To be done
Rewrite the rows below, changing "shelf-audit tool" to "inventory app" wherever it appears and keeping everything else the same. Leave the pictures out of your answer.

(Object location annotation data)

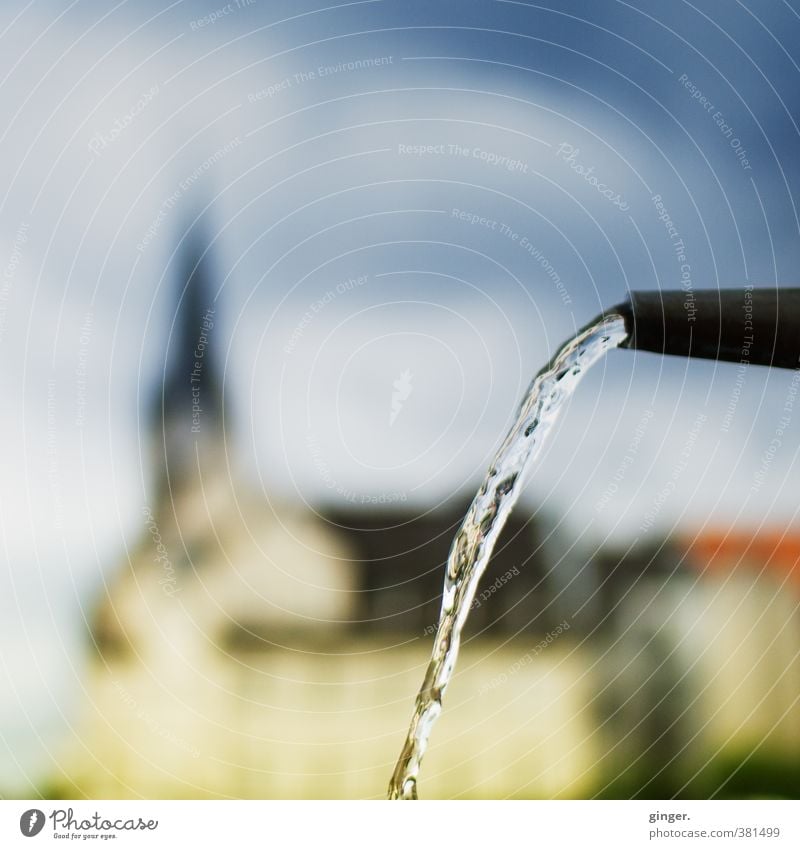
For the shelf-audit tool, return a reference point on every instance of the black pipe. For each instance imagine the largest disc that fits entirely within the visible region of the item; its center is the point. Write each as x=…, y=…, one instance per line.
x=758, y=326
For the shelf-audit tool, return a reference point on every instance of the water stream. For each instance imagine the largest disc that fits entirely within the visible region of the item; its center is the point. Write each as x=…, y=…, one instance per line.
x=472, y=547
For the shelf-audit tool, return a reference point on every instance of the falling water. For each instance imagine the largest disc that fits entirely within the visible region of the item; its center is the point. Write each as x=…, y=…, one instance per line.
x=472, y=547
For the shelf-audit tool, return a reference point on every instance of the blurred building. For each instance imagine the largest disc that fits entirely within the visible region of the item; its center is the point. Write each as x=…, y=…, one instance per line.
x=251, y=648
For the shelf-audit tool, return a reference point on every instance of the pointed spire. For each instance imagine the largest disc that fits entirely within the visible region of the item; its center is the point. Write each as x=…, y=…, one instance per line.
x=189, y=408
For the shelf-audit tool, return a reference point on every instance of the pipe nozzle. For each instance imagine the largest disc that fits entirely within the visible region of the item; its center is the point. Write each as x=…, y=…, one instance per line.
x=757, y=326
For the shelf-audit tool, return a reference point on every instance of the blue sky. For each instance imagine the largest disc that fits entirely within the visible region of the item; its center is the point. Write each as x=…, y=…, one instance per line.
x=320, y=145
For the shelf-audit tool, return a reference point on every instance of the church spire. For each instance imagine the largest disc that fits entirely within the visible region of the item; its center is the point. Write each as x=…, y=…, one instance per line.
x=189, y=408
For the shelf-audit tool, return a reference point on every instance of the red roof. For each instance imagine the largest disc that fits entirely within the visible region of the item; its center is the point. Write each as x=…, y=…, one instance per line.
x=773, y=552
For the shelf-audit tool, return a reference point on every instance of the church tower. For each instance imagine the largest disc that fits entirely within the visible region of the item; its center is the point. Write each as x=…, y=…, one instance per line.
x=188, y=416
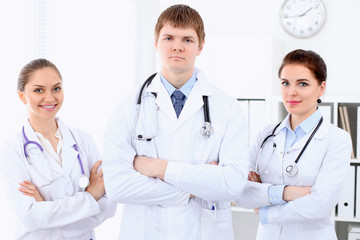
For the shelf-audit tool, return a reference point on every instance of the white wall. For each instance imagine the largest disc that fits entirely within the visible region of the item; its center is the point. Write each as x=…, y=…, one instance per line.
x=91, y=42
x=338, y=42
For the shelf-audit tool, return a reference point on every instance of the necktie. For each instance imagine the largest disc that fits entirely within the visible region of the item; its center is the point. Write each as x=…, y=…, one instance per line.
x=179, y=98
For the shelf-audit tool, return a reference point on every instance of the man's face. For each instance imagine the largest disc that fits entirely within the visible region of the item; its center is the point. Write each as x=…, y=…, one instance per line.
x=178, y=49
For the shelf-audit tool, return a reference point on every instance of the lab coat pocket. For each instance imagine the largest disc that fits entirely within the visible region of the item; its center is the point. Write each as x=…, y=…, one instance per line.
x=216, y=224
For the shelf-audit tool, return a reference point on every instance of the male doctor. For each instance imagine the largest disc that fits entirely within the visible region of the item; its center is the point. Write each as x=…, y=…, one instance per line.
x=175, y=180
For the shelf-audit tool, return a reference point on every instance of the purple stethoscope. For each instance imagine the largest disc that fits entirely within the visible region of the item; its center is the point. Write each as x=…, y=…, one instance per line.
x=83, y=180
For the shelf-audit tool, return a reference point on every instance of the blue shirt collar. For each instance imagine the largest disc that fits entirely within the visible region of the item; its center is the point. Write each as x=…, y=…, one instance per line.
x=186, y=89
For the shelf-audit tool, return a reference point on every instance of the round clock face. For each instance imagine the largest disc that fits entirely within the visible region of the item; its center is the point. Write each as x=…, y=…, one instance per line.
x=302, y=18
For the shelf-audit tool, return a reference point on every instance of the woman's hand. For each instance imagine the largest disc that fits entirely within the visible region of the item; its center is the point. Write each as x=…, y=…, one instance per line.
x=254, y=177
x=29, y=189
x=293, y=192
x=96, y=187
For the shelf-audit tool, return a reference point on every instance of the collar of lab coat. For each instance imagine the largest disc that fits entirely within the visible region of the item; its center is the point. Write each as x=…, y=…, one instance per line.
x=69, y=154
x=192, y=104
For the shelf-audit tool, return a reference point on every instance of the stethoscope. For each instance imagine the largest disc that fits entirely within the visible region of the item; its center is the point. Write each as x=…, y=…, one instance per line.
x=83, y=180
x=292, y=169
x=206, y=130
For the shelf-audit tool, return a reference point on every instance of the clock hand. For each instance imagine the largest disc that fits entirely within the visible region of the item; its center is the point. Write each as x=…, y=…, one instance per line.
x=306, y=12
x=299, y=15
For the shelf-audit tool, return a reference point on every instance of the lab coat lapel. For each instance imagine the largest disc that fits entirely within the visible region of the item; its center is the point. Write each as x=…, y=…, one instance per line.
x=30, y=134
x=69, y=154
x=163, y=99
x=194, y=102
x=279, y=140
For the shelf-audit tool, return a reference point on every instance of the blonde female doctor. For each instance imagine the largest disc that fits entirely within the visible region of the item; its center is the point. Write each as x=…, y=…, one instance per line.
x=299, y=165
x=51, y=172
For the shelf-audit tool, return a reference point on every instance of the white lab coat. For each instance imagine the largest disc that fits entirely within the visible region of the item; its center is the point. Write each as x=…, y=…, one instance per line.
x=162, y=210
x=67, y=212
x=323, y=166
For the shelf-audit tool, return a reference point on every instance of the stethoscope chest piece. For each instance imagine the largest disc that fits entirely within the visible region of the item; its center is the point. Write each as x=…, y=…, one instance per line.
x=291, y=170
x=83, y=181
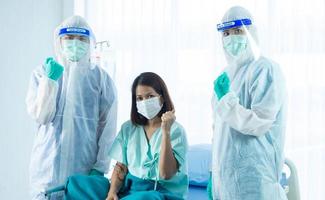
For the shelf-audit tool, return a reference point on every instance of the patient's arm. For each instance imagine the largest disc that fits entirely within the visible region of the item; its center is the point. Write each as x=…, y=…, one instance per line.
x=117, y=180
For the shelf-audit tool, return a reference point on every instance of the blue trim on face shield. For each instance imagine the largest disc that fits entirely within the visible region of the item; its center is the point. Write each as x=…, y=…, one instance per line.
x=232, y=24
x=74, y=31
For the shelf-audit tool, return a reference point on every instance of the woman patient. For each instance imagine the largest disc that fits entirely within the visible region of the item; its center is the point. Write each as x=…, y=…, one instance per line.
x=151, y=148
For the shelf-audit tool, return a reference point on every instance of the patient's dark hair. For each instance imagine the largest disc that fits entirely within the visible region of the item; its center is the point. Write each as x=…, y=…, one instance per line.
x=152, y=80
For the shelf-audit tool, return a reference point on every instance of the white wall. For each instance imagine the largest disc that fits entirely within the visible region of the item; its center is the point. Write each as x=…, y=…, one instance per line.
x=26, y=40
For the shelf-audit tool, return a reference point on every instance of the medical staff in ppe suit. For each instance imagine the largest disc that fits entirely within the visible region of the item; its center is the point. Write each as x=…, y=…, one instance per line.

Exercise output
For the inventory app, return a reference point on every instance of the black pipe. For each instance imagine the largest disc that fits entirely within the visible region of the item; its center is the point. Write each as x=…, y=…, one instance per line.
x=758, y=326
For the inventory app, return a reference point on every instance of the water stream. For each instance imagine the largest disc that fits entirely within the visible region of the item; its center is the point. Write each as x=…, y=…, one instance per line.
x=472, y=547
For the inventory app, return a reference point on every instance of the falling water. For each instance imagine the largest disc that fits entirely within the visible region of the item; its center is the point. Write each as x=…, y=…, one instance per line.
x=472, y=547
For the inventory app, return a reference point on every instance of the blurred building. For each instance imagine the largest disc that fits entirely within the visible region of the item; its center is the point. Write each as x=…, y=…, one instance per line.
x=251, y=648
For the inventory app, return a reference point on every instance of the pointed spire. For each instance imagine the largest disc that fits entirely within the visible region of the item; its center is the point. Write each as x=…, y=…, one instance per line.
x=189, y=408
For the inventory app, return a reference point on every instance of the pipe nozzle. For each instance imagine the largest disc that fits entirely within the visible region of the item; its center is the point. Write each as x=…, y=…, one instance per line.
x=757, y=326
For the inventory app, return a reference point on every instance of the blue sky. For each instance imagine the largest disc that fits entirely within the visible region of the item; its center is the point. Write each as x=…, y=…, one instance per line.
x=320, y=145
For the inventory app, return a reference point on every instance of the church spire. For each instance imagine the largest disc that fits entirely within the visible region of the item; its center is the point. Write each as x=…, y=…, one instance per line.
x=189, y=408
For the inventory app, return a reference point on every instance of the red roof. For each instance imagine the largest disc that fits entirely within the visible region of the item; its center is the point. Write each as x=…, y=…, one instance per line.
x=773, y=552
For the inventory app, return a reference point on every instance of the church tower. For each instance imagine the largest disc that fits entirely within the visible region of the item; its center is the point. Write each as x=…, y=…, one instance per line.
x=188, y=416
For the inventory app, return a reference point on every instance of the white wall. For each instance imagine the largest disc that fits entirely within the visible region of the item; its center is the point. Write each as x=…, y=…, one instance per line.
x=91, y=42
x=338, y=42
For the inventory app, return a reference point on every instance of the necktie. For each instance imagine the largest disc that fits entirely within the visible region of the item; its center is the point. Write each as x=…, y=…, one instance per line.
x=179, y=98
For the inventory app, return a reference point on every instance of the man's face. For each instance imagine the largest disc that fits entirely within the visible region of the item; its center is the point. Write each as x=…, y=…, one instance per line.
x=178, y=49
For the inventory app, return a reference point on every instance of the lab coat pocket. For each instance imagine the largest disc that fits entirely within the visible region of the item; its center is the point. Write each as x=…, y=…, one instance per line.
x=216, y=224
For the inventory app, return a reference point on every instance of the male doctor. For each instance imagine the largest disc that fits entirely within the visible region of the item; its center is the point. Write each as x=…, y=…, one instance per line.
x=175, y=180
For the inventory app, return a reference point on every instance of the purple stethoscope. For each instance imagine the largest disc that fits entirely within the visible region of the item; its center is the point. Write each as x=…, y=…, one instance per line.
x=83, y=180
For the inventory app, return a reference point on every instance of the blue shirt collar. For each instance imagine the largest disc that fits entirely within the visible region of the item; its center is the point. Write each as x=…, y=…, one instance per line.
x=186, y=89
For the inventory app, return a reference point on every instance of the round clock face. For each instance imagine the largest disc that fits entirely within the visible region of the item; its center is the point. Write each as x=…, y=…, one instance per line.
x=302, y=18
For the inventory app, return a reference point on every instance of the woman's hand. For each instance imagine the largest disc that fits entirely within the visible region of the item; its center is the point. Write each as x=…, y=…, one instance per line.
x=254, y=177
x=29, y=189
x=293, y=192
x=96, y=187
For the inventory app, return a reference point on every instance of the collar of lab coat. For each instance imagine the largest disc that fits entirely within the visible region of the item; its center is the point. Write each as x=…, y=…, one instance per line.
x=69, y=154
x=192, y=104
For the inventory app, return a reference point on every instance of the stethoscope. For each instance imagine the largest disc that fits entirely within the visible region of the item; its center is the point. Write each as x=…, y=…, one instance per line.
x=83, y=180
x=292, y=169
x=206, y=130
For the inventory app, return a reference point on every instance of the clock hand. For each instance imagine the largest disc that fits entirely within the visible region of the item; its center is the point. Write each as x=…, y=…, one instance per line.
x=306, y=12
x=299, y=15
For the inventory app, return a reference point on every instance of the lab coat lapel. For each instance imagine the largest disc that fits entirely within the visible region of the item; its center is the point. Write each as x=…, y=…, one instance per line.
x=30, y=134
x=69, y=154
x=163, y=99
x=194, y=102
x=279, y=140
For the inventory app, return a reference point on every instance of the blonde female doctor. For each instance imagine the largest disc that fits entirely within the visible region of the item; its center is the point. Write each as x=…, y=…, one instance per line.
x=299, y=165
x=51, y=172
For the inventory app, return a reference point on every instance of the white lab coat. For each instance imagine the largest disc that fits entirely within the visible region of the item; its center is the point. Write each as x=…, y=…, one instance per line.
x=162, y=210
x=67, y=212
x=323, y=166
For the inventory app, return a reference point on every instance of the stethoscope chest piece. For each instance imagine the largest disc that fits entirely within the visible region of the item; its center is the point. Write each as x=…, y=…, one instance per line.
x=291, y=170
x=83, y=181
For the inventory app, return a reference point on every instance of the patient's arm. For each instance imagine the largest disc that fits entirely within the visible region of the item; its center is the point. Write each as x=…, y=…, one instance per line.
x=117, y=180
For the inventory app, return a reference point on every instance of the blue trim on face shield. For each instance imagine the largest disc that fits entirely within the visible region of the item; its center is the point. Write each as x=…, y=…, one instance per line.
x=232, y=24
x=74, y=31
For the inventory app, return a reference point on every instance of the woman patient. For each instance imagine the largest disc that fits entirely within the visible region of the item; its center is the point. Write each as x=…, y=…, one instance per line.
x=151, y=148
For the inventory app, return a reference point on every instance of the patient's dark hair. For each instance imagine the largest disc that fits entirely within the visible region of the item; its center is the point. Write each as x=…, y=…, one instance per line.
x=152, y=80
For the inventory app, return a reference point on every instance of the white wall. For each instance imagine the largest disc that fits entirely within the visible region of the item; its center is the point. Write each as x=…, y=…, one instance per line.
x=26, y=40
For the inventory app, return a reference point on every instance of the medical staff in ppe suit. For each instance imagine the largest disc that fits entirely within the visible region of the item; its center is the point. Write each as x=…, y=…, one instance per line.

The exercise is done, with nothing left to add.